- _Given request_
Reproduce the rows below word for word, starting with the line that contains "[locate] shadowed mountain" and going on through the last line of the rows.

- _Extracted entries_

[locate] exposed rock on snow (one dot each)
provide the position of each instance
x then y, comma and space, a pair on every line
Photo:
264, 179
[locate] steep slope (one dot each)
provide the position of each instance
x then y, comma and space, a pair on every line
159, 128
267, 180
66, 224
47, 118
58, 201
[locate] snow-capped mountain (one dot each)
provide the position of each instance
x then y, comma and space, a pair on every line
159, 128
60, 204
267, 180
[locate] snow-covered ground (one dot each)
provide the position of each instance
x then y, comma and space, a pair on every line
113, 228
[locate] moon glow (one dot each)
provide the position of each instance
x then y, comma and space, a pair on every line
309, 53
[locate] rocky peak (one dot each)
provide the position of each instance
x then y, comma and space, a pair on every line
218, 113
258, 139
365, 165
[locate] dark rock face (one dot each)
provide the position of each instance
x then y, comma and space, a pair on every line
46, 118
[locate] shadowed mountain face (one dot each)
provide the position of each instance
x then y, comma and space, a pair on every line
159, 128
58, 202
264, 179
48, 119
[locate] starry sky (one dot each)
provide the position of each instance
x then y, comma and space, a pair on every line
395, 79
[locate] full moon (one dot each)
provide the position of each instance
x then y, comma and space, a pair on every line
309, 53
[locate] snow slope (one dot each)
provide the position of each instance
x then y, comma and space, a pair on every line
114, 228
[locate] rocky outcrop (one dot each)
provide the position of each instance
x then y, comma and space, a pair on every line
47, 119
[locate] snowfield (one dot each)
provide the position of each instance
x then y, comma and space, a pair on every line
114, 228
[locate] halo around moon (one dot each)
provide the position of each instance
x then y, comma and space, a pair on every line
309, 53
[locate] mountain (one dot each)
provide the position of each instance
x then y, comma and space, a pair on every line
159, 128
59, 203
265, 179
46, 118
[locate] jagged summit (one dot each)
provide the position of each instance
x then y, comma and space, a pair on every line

- _Reply to the task_
[locate] shadowed mountain face (one dot each)
provide the position of each instance
x then y, comma and space, a pair on every line
159, 128
58, 202
264, 179
48, 119
[locate] starry sky (one dot each)
provide the position of each instance
x then y, comma and space, a pair on every line
395, 79
[locate] full moon (one dot each)
provide the position of each instance
x then y, comma and space, a pair on every line
309, 53
[locate] snow slope (one dot each)
provide the position of each instance
x then y, comma and space, a pair on every line
114, 228
[locate] rocky outcrop (one dot each)
provide the position of each instance
x then y, comma and space, a pair on every line
47, 119
[locate] snowfield (one dot each)
provide the position of each instance
x then y, comma and space, a pair on every line
114, 228
[locate] halo around moon (one dot each)
provide the position of each instance
x then y, comma and space, a pair on every line
309, 53
[locate] mountain (one dot each)
provide the position of each instance
x then y, comma and space, a pair on every line
159, 128
59, 203
265, 179
46, 118
[locate] jagged summit (one dot each)
provide the position of each instance
x then y, comma and space, a pair on every line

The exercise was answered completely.